The name and address of each
     incorporator is:

              NAME                          ADDRESS
              Leon W. Crockett              311 South State, Suite 440
                                            Salt Lake City, Utah 84111

                                    ARTICLE X

              COMMON DIRECTORS - TRANSACTIONS BETWEEN CORPORATIONS

No contract or other transaction between this corporation and any one or more of
its 



                                       4


directors or officers or any other corporation, firm, association, or entity
in which one or more of its directors or officers are financially interested,
shall be either void or voidable because of such relationship or interest, or
because such person is present at the meeting of the Board of Directors, or a
committee thereof, which authorizes, approves, or ratifies such contract or
transaction, or because his or their votes are counted for such purpose if: (a)
the fact of such relationship or interest is disclosed or known to the Board of
Directors or committee which authorizes, approves, or ratifies the contract or
transaction in good faith by vote or consent sufficient for the purpose without
counting the votes or consents of such interested director; or (b) the fact of
such relationship or interest is disclosed or known to the stockholders entitled
to vote and they authorize, approve, or ratify such contract or transaction by
vote or written consent, (c) the fact of the common directorship, office or
financial interest is not disclosed or known to the director or officer at the
time the transaction is brought before the board of directors of the corporation
for action; or (d) the contract or transaction is fair and reasonable to the
corporation at the time it is approved.

What you need to do
a: From the incorporation articles, extract the passage between "directors or officers or" and "purpose if: (a)", inclusive.
b: According to the incorporation articles, what address is listed for Leon W. Crockett?
c: Proceed with the incorporation articles, picking up after their final sentence.
You won't need the entries that come after the incorporation articles.

Dataset entries:
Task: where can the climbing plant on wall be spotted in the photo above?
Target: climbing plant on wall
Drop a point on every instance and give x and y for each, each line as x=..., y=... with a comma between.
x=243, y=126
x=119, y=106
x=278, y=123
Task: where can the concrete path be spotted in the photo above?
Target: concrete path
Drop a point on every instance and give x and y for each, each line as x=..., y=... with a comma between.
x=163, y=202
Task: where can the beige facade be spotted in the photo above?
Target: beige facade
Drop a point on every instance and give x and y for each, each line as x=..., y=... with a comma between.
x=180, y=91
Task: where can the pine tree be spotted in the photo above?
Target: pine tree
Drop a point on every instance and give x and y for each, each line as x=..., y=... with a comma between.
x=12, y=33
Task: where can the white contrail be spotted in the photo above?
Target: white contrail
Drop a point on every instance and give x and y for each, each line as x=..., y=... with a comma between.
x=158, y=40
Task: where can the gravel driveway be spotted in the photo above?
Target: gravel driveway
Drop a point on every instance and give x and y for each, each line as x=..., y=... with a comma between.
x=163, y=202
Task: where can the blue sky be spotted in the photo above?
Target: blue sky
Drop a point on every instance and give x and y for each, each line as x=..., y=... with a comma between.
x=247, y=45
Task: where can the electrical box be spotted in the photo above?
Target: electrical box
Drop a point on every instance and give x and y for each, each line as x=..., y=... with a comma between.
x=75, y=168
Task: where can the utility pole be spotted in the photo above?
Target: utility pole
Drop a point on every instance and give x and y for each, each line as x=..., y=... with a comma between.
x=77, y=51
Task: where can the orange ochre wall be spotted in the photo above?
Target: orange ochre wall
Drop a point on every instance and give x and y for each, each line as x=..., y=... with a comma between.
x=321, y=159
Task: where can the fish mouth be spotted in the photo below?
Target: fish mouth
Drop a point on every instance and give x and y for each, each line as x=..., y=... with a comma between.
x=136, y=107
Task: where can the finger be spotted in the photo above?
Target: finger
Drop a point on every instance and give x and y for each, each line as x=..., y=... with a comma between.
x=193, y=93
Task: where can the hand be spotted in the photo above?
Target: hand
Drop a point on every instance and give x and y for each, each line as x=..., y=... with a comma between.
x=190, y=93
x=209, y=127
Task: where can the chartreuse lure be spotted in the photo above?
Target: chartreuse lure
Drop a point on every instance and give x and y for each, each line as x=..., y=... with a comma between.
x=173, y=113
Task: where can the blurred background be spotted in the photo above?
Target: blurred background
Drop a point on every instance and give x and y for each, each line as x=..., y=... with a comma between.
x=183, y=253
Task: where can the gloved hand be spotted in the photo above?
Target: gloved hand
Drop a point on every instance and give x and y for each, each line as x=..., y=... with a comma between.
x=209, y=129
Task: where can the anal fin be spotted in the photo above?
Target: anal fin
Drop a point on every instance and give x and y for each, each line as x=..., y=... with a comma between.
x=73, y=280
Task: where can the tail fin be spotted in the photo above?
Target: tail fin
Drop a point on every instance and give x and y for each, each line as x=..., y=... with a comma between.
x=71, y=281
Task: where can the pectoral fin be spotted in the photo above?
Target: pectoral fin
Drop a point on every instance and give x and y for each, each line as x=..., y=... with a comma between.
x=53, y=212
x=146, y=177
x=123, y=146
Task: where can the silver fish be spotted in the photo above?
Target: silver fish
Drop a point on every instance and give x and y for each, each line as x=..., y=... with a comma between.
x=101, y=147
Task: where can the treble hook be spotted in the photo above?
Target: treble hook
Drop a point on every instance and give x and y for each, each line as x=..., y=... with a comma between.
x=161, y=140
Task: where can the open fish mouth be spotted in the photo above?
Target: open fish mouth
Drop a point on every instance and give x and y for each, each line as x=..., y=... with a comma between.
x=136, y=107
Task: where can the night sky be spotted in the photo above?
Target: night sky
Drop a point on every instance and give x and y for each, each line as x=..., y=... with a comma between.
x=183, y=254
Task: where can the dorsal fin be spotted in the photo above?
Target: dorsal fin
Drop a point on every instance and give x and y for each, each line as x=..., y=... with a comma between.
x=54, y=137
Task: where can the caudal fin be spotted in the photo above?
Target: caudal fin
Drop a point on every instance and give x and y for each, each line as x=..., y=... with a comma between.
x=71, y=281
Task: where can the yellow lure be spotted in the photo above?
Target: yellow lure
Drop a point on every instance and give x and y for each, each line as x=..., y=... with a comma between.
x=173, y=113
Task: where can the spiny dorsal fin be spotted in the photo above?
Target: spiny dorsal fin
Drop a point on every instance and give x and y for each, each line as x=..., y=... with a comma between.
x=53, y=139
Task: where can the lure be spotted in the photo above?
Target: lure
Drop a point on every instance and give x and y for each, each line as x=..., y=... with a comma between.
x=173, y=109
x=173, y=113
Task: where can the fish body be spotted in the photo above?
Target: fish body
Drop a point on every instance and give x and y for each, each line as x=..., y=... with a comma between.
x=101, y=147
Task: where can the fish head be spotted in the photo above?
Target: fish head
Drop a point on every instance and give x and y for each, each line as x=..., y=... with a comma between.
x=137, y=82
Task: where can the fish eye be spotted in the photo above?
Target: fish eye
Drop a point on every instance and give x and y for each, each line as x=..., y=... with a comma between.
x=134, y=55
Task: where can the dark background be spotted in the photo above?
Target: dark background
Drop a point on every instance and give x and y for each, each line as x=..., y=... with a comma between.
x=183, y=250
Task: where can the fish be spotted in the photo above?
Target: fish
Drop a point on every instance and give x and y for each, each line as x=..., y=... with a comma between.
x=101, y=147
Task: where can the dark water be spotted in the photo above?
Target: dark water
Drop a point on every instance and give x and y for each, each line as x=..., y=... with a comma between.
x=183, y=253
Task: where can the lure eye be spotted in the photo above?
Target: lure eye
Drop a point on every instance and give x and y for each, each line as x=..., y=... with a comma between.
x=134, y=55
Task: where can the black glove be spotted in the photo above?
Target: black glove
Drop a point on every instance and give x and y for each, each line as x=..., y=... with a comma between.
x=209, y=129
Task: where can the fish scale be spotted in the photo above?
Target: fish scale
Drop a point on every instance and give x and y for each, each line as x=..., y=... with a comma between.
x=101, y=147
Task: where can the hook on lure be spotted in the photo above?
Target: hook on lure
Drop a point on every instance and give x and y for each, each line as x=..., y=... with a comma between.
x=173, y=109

Final results
a:
directors or officers or any other corporation, firm, association, or entity
in which one or more of its directors or officers are financially interested,
shall be either void or voidable because of such relationship or interest, or
because such person is present at the meeting of the Board of Directors, or a
committee thereof, which authorizes, approves, or ratifies such contract or
transaction, or because his or their votes are counted for such purpose if: (a)

b: 311 South State, Suite 440, Salt Lake City, Utah 84111.

c:
     Common or interested directors may be counted in determining the presence
of a quorum at a meeting of the Board of Directors or committee thereof which
authorizes, approves, or ratifies such contract or transaction.

                                   ARTICLE XI

                       LIABILITY OF DIRECTORS AND OFFICERS

     No director or officer shall be personally liable to the Corporation or its
stockholders for monetary damages for any breach of fiduciary duty by such
person as a director or 



                                       5


officer. Notwithstanding the foregoing sentence, a director or officer shall be
liable to the extent provided by applicable law, (I) for acts or omissions which
involve intentional misconduct, fraud or a knowing violation of law, or (ii) for
the payment of dividends in violation of NRS 78.300.

     The provisions hereof shall not apply to or have any effect on the
liability or alleged liability of any officer or director of the Corporation for
or with respect to any acts or omissions of such person occurring prior to such
amendment.

     Under penalties of perjury, I declare that these Articles of Incorporation
have been examined by me and are, to the best of my knowledge and belief, true,
correct and complete.

     DATED this 14th day of November, 1995.

                              Leon W. Crockett
                              ---------------------------------
                              Incorporator

STATE OF UTAH         )
                      : ss:
COUNTY OF SALT LAKE   )

     On the 14th day of November, 1995, personally appeared before me, Leon W.
Crockett, who duly acknowledged to me that he signed the foregoing Articles of
Incorporation.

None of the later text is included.